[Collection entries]
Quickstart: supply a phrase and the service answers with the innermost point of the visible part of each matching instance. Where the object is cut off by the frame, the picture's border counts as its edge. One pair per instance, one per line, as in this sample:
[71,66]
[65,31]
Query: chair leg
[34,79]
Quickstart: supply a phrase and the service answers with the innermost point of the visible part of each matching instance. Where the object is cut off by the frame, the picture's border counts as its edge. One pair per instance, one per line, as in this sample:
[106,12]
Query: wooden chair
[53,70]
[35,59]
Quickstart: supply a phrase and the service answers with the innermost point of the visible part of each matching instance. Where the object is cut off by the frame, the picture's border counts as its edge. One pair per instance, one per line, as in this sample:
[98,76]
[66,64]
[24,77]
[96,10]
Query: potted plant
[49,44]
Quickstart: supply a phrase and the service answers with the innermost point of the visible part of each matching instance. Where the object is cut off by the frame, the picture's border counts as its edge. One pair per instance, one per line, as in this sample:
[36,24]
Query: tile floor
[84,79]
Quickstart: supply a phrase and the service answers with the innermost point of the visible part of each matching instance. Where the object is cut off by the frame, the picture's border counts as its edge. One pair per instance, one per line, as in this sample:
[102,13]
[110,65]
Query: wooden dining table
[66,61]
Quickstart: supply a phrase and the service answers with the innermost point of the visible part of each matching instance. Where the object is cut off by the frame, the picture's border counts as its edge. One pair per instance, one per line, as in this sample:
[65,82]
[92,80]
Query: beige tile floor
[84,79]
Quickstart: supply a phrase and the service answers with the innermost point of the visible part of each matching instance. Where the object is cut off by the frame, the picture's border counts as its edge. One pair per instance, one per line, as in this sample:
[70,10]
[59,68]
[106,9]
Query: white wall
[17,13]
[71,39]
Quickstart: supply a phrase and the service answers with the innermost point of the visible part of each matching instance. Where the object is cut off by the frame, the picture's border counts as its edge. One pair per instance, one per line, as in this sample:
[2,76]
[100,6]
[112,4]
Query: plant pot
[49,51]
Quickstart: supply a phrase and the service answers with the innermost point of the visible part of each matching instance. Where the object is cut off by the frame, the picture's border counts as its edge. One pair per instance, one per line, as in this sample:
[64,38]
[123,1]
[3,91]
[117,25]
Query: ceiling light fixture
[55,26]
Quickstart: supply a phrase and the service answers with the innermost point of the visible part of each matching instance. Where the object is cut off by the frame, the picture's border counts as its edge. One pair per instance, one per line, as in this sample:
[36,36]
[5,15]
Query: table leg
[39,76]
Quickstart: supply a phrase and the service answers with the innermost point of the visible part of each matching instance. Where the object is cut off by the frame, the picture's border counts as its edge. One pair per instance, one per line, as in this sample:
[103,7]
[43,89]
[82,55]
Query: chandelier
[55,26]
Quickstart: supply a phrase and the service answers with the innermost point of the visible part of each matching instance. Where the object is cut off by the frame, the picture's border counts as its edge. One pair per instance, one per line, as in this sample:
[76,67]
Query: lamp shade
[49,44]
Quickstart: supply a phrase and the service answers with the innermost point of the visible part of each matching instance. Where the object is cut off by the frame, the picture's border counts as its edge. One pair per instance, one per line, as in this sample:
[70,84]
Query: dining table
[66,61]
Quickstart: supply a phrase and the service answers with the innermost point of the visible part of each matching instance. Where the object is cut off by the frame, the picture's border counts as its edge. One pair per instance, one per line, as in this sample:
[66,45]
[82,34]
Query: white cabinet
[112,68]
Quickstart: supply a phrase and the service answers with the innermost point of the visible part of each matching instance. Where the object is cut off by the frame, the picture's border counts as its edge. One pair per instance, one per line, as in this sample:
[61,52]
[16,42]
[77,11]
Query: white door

#### To be done:
Reproduce all of the material above word for word.

#### Written response:
Quickstart: supply a phrase and the service answers with the innermost point of the visible part of each matching instance. Where the object is cut off by the frame, the picture's border counts as its edge. One pair per instance, one per line, as in this sample:
[71,66]
[65,31]
Query: chair leg
[34,79]
Quickstart: supply a phrase and the service answers with the innermost point of the visible part of each matching instance. Where the object is cut off by the frame, the picture's border counts as its edge. One pair per instance, one per line, as in this sample:
[106,12]
Query: wooden chair
[53,70]
[35,59]
Quickstart: supply a phrase and the service answers with the innermost point of the visible part of each matching instance. Where the object is cut off by the frame, the picture's border counts as its edge. One pair per instance, one per line, as in this sample:
[98,76]
[66,64]
[24,77]
[96,10]
Query: potted plant
[49,44]
Quickstart: supply a phrase and the service answers with the innermost point of the visible part of each matching instance. Where the object is cut off by the frame, the picture's border counts as its edge. One pair per instance, one per line, as in this sample:
[36,24]
Query: tile floor
[84,79]
Quickstart: supply a phrase and the service answers with the innermost point of the visible part of each matching instance. Where the object is cut off by the frame, the picture's border counts as its edge. One pair per instance, one per line, as in this sample:
[102,13]
[110,65]
Query: wooden dining table
[66,61]
Quickstart: supply a phrase and the service answers with the innermost point of the visible part of each matching instance. Where the object is cut off by the frame, the picture's border counts as its edge. One pair per instance, one per line, as in this sample:
[65,82]
[92,80]
Query: beige tile floor
[84,79]
Quickstart: supply a phrase and the service answers with the innermost point of the visible part of each matching instance. Where the object is cut off by the frame, the picture's border counts as its edge. One pair per instance, one per line, as in this sample:
[70,10]
[59,68]
[106,9]
Query: white wall
[17,13]
[71,39]
Quickstart: supply a phrase and the service answers with the innermost point of the visible part of each matching instance. Where the object is cut off by the frame, the picture's border counts as its edge. One pair per instance, one per line, as in this sample:
[2,76]
[100,6]
[112,4]
Query: plant pot
[49,51]
Quickstart: supply a phrase and the service answers with the innermost point of the visible part of each matching instance. Where the object is cut off by the frame, the picture's border counts as its edge. One pair per instance, one per line, as in this sample:
[64,38]
[123,1]
[3,91]
[117,25]
Query: ceiling light fixture
[55,26]
Quickstart: supply a phrase and the service answers with the innermost point of the visible part of each matching instance. Where the object is cut off by the frame, the picture's border counts as its edge. One pair per instance, one per line, as in this sample:
[36,36]
[5,15]
Query: table leg
[39,76]
Quickstart: supply a phrase and the service answers with the innermost point of the visible part of each matching instance. Where the object is cut off by the frame, the picture's border counts as its edge. One pair per instance, one per line, as in this sample:
[103,7]
[43,89]
[82,55]
Query: chandelier
[55,26]
Quickstart: supply a phrase and the service answers with the innermost point of the visible part of each matching instance. Where the object is cut off by the frame, the picture's border counts as its edge. One pair per instance, one per line, as in this sample:
[76,67]
Query: lamp shade
[49,44]
Quickstart: supply a phrase and the service answers with the innermost point of the visible part of each matching instance. Where the object is cut off by the frame, the picture's border counts as its edge. One pair per instance, one per line, as in this sample:
[70,84]
Query: dining table
[66,61]
Quickstart: supply a phrase and the service answers with the innermost point of the visible part of each matching instance. Where the object is cut off by the frame, the picture's border counts as its edge. One pair per instance, one per line, as in this sample:
[66,45]
[82,34]
Query: white cabinet
[112,68]
Quickstart: supply a phrase and the service answers with the innermost point of the visible part of each matching instance. Where the object is cut off by the frame, the picture's border counts as its edge. One pair per instance, one per line, as in this sample:
[61,52]
[16,42]
[77,11]
Query: white door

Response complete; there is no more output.